__PROVIDED DATA__:

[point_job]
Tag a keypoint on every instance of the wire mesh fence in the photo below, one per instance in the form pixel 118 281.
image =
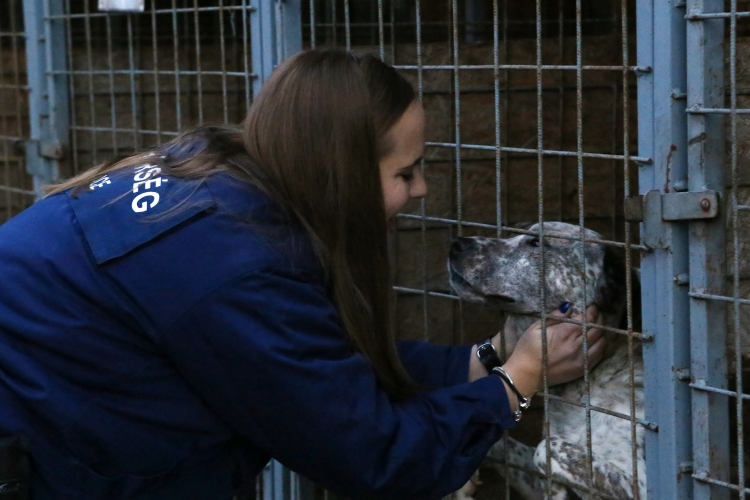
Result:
pixel 532 116
pixel 727 112
pixel 138 80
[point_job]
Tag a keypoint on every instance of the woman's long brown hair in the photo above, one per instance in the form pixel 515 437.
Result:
pixel 312 140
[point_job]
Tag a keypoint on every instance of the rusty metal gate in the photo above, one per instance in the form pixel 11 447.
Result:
pixel 624 116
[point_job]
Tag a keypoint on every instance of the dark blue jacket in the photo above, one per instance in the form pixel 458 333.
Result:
pixel 157 348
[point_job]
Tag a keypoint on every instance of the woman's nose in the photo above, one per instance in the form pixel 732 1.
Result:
pixel 418 186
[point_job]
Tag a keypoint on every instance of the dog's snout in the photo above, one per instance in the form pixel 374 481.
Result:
pixel 462 245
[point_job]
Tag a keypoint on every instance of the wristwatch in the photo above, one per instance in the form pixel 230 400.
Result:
pixel 491 361
pixel 488 355
pixel 523 403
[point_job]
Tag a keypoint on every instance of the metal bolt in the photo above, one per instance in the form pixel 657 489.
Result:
pixel 685 467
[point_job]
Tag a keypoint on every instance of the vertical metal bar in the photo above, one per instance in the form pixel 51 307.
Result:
pixel 222 52
pixel 393 33
pixel 176 47
pixel 581 221
pixel 112 101
pixel 155 57
pixel 628 252
pixel 540 220
pixel 560 105
pixel 662 137
pixel 381 39
pixel 199 73
pixel 71 91
pixel 736 249
pixel 48 90
pixel 265 40
pixel 347 26
pixel 498 128
pixel 90 69
pixel 422 203
pixel 457 116
pixel 705 84
pixel 133 91
pixel 246 53
pixel 276 33
pixel 312 24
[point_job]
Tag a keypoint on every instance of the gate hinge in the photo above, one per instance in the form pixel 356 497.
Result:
pixel 674 206
pixel 51 150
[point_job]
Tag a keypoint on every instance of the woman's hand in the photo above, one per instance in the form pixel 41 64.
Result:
pixel 564 352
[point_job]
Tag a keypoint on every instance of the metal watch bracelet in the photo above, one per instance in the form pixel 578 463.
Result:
pixel 523 402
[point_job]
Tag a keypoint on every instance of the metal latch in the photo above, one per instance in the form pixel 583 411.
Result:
pixel 654 208
pixel 673 206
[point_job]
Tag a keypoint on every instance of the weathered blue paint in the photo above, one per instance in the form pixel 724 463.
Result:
pixel 662 137
pixel 48 91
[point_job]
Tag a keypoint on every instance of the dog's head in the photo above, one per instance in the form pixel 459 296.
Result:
pixel 507 272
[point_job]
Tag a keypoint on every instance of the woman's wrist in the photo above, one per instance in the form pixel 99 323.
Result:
pixel 525 374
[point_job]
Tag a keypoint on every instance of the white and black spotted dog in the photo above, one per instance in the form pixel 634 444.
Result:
pixel 506 273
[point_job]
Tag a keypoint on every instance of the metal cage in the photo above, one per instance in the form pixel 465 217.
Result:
pixel 626 117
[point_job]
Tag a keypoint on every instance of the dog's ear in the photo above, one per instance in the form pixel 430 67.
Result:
pixel 613 291
pixel 613 286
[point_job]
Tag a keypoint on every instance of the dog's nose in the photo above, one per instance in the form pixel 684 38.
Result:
pixel 462 245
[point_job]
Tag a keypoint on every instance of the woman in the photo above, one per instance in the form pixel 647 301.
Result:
pixel 178 317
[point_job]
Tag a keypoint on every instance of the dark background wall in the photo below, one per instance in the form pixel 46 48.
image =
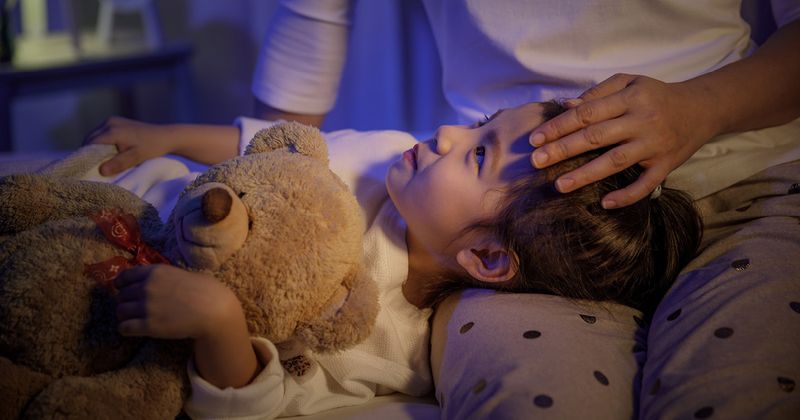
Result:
pixel 392 63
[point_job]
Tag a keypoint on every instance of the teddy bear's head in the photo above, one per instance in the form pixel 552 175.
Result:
pixel 285 234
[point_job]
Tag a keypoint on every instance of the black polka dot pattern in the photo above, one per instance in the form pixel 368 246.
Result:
pixel 724 332
pixel 786 384
pixel 543 401
pixel 673 316
pixel 704 413
pixel 741 265
pixel 531 334
pixel 601 377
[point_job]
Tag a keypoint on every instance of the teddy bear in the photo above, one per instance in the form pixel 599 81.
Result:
pixel 275 225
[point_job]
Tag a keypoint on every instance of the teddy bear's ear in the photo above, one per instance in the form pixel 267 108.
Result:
pixel 292 136
pixel 348 318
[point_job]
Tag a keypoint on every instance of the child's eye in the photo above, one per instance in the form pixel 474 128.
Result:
pixel 480 152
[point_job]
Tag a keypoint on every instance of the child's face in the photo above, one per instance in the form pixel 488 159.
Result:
pixel 445 184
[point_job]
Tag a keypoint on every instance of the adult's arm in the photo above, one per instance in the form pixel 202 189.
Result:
pixel 660 125
pixel 301 60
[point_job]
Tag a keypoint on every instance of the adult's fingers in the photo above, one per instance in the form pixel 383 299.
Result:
pixel 133 327
pixel 595 136
pixel 607 87
pixel 574 119
pixel 641 188
pixel 603 166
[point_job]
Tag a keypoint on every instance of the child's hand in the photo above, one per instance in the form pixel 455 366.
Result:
pixel 168 302
pixel 135 141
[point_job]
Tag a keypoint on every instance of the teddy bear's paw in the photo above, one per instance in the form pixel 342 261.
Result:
pixel 21 198
pixel 18 385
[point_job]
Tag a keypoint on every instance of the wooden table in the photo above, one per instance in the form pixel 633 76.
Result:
pixel 56 67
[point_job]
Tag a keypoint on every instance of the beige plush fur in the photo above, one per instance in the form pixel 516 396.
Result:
pixel 276 226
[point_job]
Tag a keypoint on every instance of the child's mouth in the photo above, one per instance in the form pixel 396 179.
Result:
pixel 411 156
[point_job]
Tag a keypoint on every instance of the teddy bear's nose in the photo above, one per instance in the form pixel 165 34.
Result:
pixel 216 204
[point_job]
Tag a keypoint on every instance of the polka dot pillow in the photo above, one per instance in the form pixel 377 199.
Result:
pixel 497 355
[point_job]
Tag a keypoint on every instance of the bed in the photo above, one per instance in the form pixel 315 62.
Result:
pixel 724 342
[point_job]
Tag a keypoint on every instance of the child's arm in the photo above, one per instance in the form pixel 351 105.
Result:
pixel 266 112
pixel 137 142
pixel 227 378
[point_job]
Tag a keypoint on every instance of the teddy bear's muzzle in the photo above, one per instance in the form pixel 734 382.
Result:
pixel 212 225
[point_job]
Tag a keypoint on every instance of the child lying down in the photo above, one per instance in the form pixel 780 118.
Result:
pixel 463 209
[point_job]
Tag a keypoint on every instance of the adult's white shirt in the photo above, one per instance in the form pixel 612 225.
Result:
pixel 502 53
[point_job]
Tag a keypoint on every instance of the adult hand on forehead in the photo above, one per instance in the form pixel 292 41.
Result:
pixel 655 124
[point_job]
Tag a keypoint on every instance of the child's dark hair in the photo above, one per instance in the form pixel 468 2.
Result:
pixel 568 245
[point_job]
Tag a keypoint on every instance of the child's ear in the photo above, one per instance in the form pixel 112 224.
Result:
pixel 488 262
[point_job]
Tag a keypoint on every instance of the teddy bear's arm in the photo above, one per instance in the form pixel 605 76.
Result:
pixel 152 386
pixel 27 200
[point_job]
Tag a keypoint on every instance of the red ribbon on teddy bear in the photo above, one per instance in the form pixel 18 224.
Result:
pixel 122 230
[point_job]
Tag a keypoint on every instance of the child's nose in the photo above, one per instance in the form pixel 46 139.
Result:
pixel 445 136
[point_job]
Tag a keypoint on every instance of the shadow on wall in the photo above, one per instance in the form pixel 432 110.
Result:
pixel 225 42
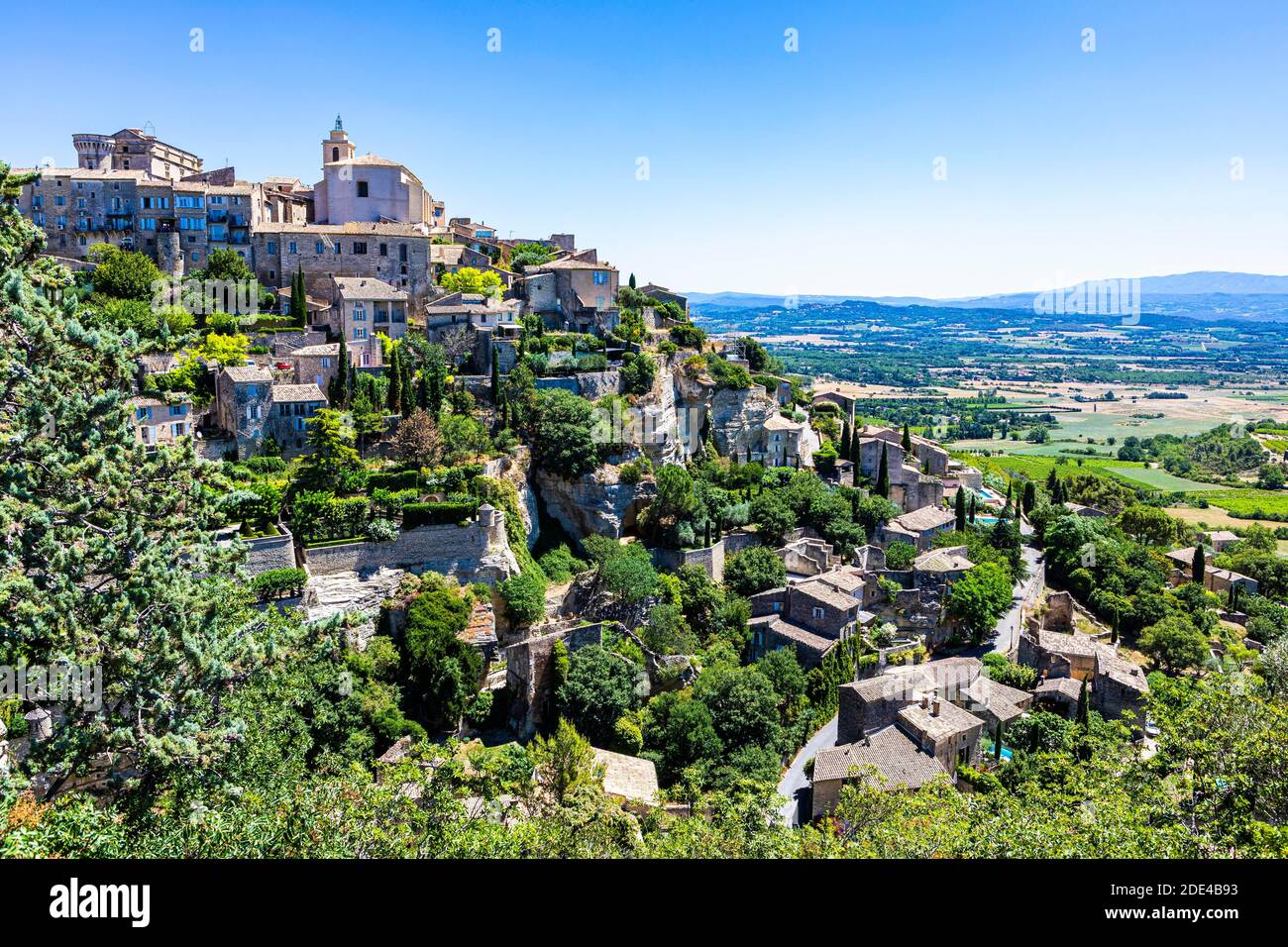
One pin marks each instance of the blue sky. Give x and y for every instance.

__WHAT YOU WILL DO__: Could you print the material above word for word and skip the images?

__RESPONSE BOX__:
[point_job]
Tag a keypoint on every instance of the wire mesh fence in the photo below, one per instance in the form pixel 118 281.
image =
Result:
pixel 532 116
pixel 727 112
pixel 138 80
[point_job]
Tag a keypoint on every instance of the woman's long brown hair in the photo above, one per instance in the form pixel 515 437.
Result:
pixel 312 140
[point_job]
Tag a keypoint on every instance of the rusty metal gate in the photo above, one per instance in the form pixel 11 447.
Result:
pixel 624 116
[point_job]
Tag a keypoint on every instance of the dark blue jacket in the photo above, one per instance in the form pixel 458 333.
Result:
pixel 157 348
[point_job]
Tag a keypoint on every instance of the woman's nose in the photo above, one per instance in the form pixel 732 1.
Result:
pixel 418 186
[point_job]
Tag a keypoint on every instance of the dog's snout in the photo above, one per instance in the form pixel 374 481.
Result:
pixel 462 245
[point_job]
Tag a keypoint on every instance of the wristwatch in the photo above, one per instance in the form pixel 230 400.
Result:
pixel 491 361
pixel 488 355
pixel 523 403
[point_job]
Tag a keypoint on every instance of the metal bolt in the photo above, one per instance in the form pixel 657 489.
Result:
pixel 685 467
[point_job]
Tag a keypoint on every instance of the vertical metal bar in the photo above, one per instance in the form pixel 51 307.
Result:
pixel 222 52
pixel 393 33
pixel 176 47
pixel 581 221
pixel 112 101
pixel 155 57
pixel 628 252
pixel 540 220
pixel 560 105
pixel 662 137
pixel 381 39
pixel 199 73
pixel 71 91
pixel 736 249
pixel 48 90
pixel 265 40
pixel 347 26
pixel 498 128
pixel 90 69
pixel 422 203
pixel 457 116
pixel 705 84
pixel 133 91
pixel 246 53
pixel 276 33
pixel 312 24
[point_job]
Tag a keypoint on every instance of the gate hinge in the photo above, one per instance in the form pixel 356 497.
Result:
pixel 674 206
pixel 51 150
[point_job]
Tag a keypoint on every instance of the woman's hand in the photo above, one per instance in the form pixel 41 64.
Result:
pixel 564 352
[point_job]
Tag a keypoint on every instance of the metal watch bracelet in the photo above, one per instance in the form pixel 578 463.
Result:
pixel 523 402
[point_job]
Tag a keypoint on every instance of the metal latch in the photo above, one per instance in the form pixel 583 411.
Result:
pixel 654 208
pixel 673 206
[point_job]
Tag a keypoint on every instance of the weathered blue paint in the photo above, one per instance in the form pixel 724 463.
Result:
pixel 662 137
pixel 48 91
[point_job]
Tag a keypoint on every instance of the dog's head in the photo above, one per instance in the form pixel 459 296.
Result:
pixel 507 272
[point_job]
Tag a keypoint on every instance of the woman's wrist in the photo above, one per instance in the form pixel 99 323.
Result:
pixel 525 374
[point_job]
Tag a keypoint on every instance of the white and black spotted dog in the photo above, one per instance in the form pixel 634 444.
Result:
pixel 506 273
[point_job]
Tag a keypoint on every instance of the metal cage in the photo above, one per instance in the form pixel 465 217.
Result:
pixel 626 117
[point_job]
Tag a keypoint on every instance of the dog's ear in the photo above, one per instance in the form pixel 430 67.
Result:
pixel 613 291
pixel 613 286
[point_job]
Tag a keypoint on every instance of the dog's nose in the photo above, one per instance in the form pixel 684 38.
Result:
pixel 462 245
[point_job]
Tag a keypoint on every instance of the woman in the photo above, one per instance in the form pixel 647 301.
Result:
pixel 178 317
[point_job]
Tag a keypoint on every instance of the dark background wall in the photo below, one per instance in the form pixel 46 48.
image =
Result:
pixel 392 63
[point_job]
Tag a keypoint on every instance of the teddy bear's head in the photo above, one per instance in the form pixel 552 175.
Result:
pixel 285 234
[point_job]
Tag a keypoint on every instance of the black polka dot pattern in the photo above, one per instance in the form pixel 368 246.
Result:
pixel 724 332
pixel 786 384
pixel 543 401
pixel 673 316
pixel 704 413
pixel 741 265
pixel 531 334
pixel 601 377
[point_job]
Tag a keypoint on every instance of the teddy bear in the photo above, one per instance in the form pixel 599 81.
Result:
pixel 275 225
[point_job]
Tag a keypoint on every instance of the teddy bear's ear in the photo above, one per instance in the form pixel 267 108.
Result:
pixel 292 136
pixel 348 318
[point_job]
Tag a keypoint on every instance of the child's eye in the photo above, one per instance in the form pixel 474 128.
Result:
pixel 480 152
[point_job]
Tag a keypoint on every instance of the child's face in the photo above, one per instance in the form pixel 488 159.
Result:
pixel 445 184
[point_job]
Tag a keypoint on every instance of the adult's arm in the photo above, one per instance in the form pixel 202 189.
Result:
pixel 660 125
pixel 301 60
[point_job]
Tag a keypoint on every instance of the adult's fingers in the photo above, one per instance in the form pixel 383 299.
Result:
pixel 133 327
pixel 595 136
pixel 607 87
pixel 574 119
pixel 641 188
pixel 603 166
[point_job]
Tag a keypoint on every instance of the child's hand in the photo above, one per instance in the form pixel 455 366.
Result:
pixel 168 302
pixel 135 141
[point_job]
Tag a keypoint on every instance of the teddy bear's paw in the photo above, one per instance in the form pixel 342 261.
Result:
pixel 21 198
pixel 18 385
[point_job]
Tag a keypoint on every instance of the wooden table in the photo above, one per instance in the form pixel 633 76.
Result:
pixel 56 67
[point_job]
Tag a keypoint on every instance of the beige plush fur in the photo above, one per instance in the form pixel 516 396.
Result:
pixel 276 226
[point_job]
Tag a keypoint on every instance of the child's mouth in the photo above, one per instance in the form pixel 396 179.
Result:
pixel 411 156
[point_job]
Tag a keypoint on every instance of the teddy bear's nose in the photo above, one per instance in the form pixel 165 34.
Result:
pixel 216 204
[point_job]
Tag a keypoint on every instance of the polka dot pillow in the photo above, one per instance in the form pixel 377 199.
Result:
pixel 497 355
[point_job]
Tag a keypoint on every instance of the bed in the photo above, one per instance in the form pixel 315 62.
Result:
pixel 724 342
[point_job]
Tag a keypoint on every instance of the child's arm in the photo above, one per instance in the form pixel 351 105.
Result:
pixel 266 112
pixel 137 142
pixel 227 378
[point_job]
Tag a keypoint on every instance of the teddy bear's muzzle in the photo above, one per instance in the form pixel 734 382.
Result:
pixel 212 225
[point_job]
Tag a keypoint on every instance of the child lying down in the photo above, one per instance in the form pixel 780 118.
Result:
pixel 463 209
[point_job]
Tag a keypoint on every instance of the adult's white shirt in the photo above, one per instance in the form pixel 612 225.
Result:
pixel 502 53
[point_job]
Tag a keypoint on every instance of the adult hand on forehead in the photo above, one per instance in the form pixel 292 41.
Result:
pixel 655 124
[point_job]
Tag a keypoint on every instance of the child's dark hair in the photo above, one per instance in the form pixel 468 2.
Result:
pixel 568 245
[point_job]
Tag a keypoint on every instance of the child's ear in the photo above, one per instance in the form pixel 112 224.
Result:
pixel 488 262
[point_job]
Tag a keypoint on every instance of the teddy bear's arm in the photo above, one per instance in the form pixel 605 76.
Result:
pixel 152 386
pixel 27 200
[point_job]
Tag a keypoint on every instance of the red ribbon on teddy bear in the photo above, one per instance in the form pixel 18 224.
Result:
pixel 122 230
[point_job]
Tag a keypoint on every instance of the child's nose in the photo above, one per instance in the form pixel 46 139.
Result:
pixel 445 136
[point_job]
Tag a keypoint on every instance of the shadow on wall in the photo above, one per instance in the form pixel 432 110.
Result:
pixel 225 42
One pin marks each instance of the blue sky. Give x and y for every instance.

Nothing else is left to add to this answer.